## begin
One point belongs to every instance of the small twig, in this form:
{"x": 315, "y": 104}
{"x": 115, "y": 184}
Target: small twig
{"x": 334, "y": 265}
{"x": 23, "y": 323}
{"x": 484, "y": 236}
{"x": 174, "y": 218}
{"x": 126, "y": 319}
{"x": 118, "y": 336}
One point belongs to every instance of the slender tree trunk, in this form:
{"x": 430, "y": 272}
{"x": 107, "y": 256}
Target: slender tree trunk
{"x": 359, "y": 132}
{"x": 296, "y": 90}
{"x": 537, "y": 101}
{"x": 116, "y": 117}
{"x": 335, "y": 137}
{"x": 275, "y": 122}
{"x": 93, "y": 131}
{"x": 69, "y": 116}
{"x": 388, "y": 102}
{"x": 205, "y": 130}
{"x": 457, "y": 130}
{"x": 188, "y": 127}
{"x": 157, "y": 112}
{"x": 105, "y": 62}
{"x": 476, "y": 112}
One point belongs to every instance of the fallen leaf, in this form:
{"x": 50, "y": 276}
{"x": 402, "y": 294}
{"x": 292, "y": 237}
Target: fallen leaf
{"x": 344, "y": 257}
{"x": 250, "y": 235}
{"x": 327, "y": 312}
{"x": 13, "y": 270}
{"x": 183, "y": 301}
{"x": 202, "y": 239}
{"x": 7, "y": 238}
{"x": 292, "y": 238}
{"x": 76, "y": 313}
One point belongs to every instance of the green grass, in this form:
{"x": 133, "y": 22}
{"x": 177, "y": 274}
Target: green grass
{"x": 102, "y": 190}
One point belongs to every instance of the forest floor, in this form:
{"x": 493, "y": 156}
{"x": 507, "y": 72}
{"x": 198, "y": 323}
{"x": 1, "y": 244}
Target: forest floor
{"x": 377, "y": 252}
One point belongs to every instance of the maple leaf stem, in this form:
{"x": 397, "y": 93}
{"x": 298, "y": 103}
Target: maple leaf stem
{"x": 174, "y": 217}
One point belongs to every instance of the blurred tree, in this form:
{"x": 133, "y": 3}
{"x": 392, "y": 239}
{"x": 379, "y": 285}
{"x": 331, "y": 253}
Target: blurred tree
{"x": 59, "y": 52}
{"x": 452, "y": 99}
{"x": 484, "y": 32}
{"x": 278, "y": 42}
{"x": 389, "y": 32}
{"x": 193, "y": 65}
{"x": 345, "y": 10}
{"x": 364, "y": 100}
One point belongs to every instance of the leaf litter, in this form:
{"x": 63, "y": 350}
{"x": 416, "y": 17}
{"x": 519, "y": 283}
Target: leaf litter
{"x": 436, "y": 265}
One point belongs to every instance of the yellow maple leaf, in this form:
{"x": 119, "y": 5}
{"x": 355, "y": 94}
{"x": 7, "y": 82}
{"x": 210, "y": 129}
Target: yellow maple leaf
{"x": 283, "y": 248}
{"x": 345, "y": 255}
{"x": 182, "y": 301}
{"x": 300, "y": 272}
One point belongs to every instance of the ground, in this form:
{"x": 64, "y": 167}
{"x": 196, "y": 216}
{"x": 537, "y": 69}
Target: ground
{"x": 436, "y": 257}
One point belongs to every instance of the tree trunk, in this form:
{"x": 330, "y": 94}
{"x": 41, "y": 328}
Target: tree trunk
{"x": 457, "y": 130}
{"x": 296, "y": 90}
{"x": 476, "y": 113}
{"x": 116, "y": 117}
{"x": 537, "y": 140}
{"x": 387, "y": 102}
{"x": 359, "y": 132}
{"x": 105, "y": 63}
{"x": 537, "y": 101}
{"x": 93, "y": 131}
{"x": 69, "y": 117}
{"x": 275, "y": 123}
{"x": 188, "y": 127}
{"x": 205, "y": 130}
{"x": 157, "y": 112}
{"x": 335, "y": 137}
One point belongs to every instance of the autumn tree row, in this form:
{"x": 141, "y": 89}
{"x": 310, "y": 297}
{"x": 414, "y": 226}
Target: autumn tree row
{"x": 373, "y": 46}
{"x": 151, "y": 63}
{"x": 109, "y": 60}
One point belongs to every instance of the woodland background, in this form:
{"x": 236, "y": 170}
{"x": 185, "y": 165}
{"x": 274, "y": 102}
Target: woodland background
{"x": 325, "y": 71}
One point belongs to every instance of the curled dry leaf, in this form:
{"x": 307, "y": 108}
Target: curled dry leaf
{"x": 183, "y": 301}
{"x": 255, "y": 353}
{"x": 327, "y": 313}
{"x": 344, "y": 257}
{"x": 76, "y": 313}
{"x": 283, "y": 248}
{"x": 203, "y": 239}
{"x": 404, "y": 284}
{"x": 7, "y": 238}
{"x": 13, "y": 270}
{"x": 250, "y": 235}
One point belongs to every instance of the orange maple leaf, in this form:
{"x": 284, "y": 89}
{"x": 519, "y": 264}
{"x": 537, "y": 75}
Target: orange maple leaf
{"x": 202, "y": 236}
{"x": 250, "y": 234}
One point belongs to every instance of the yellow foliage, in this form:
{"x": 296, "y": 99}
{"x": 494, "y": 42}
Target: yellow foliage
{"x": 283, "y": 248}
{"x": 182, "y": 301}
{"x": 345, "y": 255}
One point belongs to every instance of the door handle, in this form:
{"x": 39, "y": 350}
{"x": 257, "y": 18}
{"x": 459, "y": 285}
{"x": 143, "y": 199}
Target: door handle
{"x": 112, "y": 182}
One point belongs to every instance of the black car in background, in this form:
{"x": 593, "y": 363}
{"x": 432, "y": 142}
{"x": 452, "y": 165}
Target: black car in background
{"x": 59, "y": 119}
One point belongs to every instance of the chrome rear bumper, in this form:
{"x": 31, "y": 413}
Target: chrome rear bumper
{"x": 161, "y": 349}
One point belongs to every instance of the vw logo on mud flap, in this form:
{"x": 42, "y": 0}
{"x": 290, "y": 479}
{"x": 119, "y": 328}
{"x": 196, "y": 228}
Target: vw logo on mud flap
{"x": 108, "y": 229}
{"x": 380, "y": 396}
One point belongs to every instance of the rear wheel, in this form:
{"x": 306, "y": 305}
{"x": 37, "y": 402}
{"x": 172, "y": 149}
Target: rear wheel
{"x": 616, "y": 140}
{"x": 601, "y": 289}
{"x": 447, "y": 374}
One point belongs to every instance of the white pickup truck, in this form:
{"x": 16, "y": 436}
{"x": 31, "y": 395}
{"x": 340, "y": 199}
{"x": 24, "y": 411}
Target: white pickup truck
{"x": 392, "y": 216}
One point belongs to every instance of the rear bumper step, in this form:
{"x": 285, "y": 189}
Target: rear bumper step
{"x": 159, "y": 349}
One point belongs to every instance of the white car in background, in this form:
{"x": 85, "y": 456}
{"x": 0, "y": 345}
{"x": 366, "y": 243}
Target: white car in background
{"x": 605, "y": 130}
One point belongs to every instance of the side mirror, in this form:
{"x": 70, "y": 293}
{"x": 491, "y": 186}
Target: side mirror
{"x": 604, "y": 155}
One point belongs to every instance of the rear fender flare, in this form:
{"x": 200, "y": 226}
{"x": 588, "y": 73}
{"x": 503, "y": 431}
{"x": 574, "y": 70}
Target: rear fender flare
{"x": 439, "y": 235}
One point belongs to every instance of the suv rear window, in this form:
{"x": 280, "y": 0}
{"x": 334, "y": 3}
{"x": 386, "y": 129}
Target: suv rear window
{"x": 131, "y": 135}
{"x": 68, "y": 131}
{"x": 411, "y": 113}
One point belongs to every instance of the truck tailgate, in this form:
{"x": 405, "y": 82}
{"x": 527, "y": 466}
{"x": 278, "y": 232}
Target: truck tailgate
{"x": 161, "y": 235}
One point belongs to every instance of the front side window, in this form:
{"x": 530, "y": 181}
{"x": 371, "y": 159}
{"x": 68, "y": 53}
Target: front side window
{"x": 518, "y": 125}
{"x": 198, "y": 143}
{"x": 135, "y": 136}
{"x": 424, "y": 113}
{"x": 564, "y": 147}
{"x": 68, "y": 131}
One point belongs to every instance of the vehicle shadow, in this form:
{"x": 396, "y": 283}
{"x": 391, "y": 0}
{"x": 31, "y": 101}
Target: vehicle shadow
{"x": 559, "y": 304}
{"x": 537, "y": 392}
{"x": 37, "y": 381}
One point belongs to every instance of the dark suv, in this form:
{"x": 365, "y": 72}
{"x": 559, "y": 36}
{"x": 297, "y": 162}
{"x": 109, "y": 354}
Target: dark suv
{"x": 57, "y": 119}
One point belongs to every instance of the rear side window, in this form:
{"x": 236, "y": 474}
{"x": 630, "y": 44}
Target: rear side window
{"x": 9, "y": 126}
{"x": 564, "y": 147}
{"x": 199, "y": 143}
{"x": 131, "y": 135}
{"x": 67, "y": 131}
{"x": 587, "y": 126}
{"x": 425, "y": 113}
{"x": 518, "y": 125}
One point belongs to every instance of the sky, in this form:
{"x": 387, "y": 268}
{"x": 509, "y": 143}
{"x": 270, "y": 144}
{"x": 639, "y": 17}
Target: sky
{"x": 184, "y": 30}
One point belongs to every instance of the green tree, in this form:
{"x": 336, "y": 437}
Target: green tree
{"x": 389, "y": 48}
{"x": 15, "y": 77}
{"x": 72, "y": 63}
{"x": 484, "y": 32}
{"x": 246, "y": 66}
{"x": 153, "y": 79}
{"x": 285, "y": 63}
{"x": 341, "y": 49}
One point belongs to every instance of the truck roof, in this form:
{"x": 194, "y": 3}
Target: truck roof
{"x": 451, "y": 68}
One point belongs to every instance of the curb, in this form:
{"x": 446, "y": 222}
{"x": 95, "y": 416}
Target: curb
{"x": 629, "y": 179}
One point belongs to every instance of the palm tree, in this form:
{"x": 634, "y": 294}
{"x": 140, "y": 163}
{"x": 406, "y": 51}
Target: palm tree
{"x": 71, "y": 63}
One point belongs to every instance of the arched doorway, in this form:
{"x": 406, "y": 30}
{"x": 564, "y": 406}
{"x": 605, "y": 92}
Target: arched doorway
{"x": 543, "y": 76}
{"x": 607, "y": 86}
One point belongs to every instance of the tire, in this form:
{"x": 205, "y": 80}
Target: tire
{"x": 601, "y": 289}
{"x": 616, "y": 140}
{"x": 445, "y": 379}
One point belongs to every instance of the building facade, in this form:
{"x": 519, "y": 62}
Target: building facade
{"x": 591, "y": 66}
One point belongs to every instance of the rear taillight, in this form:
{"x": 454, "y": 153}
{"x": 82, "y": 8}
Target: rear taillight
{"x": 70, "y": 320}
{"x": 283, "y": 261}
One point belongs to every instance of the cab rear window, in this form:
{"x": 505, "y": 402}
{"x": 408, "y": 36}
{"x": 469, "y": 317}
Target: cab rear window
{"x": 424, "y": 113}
## end
Problem description – Print the lines of the records above exactly as they stand, starting with the line that contains "One point belongs to every instance of the palm" and continuing through the final line of the records, with both of those lines included.

Exercise output –
One point belongs to every instance of the palm tree, in this form:
{"x": 634, "y": 294}
{"x": 140, "y": 163}
{"x": 406, "y": 51}
Target: palm tree
{"x": 71, "y": 63}
One point belongs to every instance of the arched doorway, in this form:
{"x": 406, "y": 30}
{"x": 564, "y": 406}
{"x": 605, "y": 92}
Target: arched doorway
{"x": 543, "y": 76}
{"x": 607, "y": 86}
One point belongs to every instance of the tire, in this form:
{"x": 205, "y": 80}
Target: tire
{"x": 601, "y": 289}
{"x": 616, "y": 140}
{"x": 445, "y": 379}
One point belongs to every instance of the building facade, in this form:
{"x": 519, "y": 62}
Target: building facade
{"x": 591, "y": 66}
One point belongs to every instance of the rear taillight, in this form:
{"x": 454, "y": 153}
{"x": 82, "y": 8}
Target: rear taillight
{"x": 70, "y": 320}
{"x": 283, "y": 261}
One point belongs to every instance of the cab rear window, in this form:
{"x": 505, "y": 402}
{"x": 408, "y": 36}
{"x": 469, "y": 317}
Target: cab rear window
{"x": 424, "y": 113}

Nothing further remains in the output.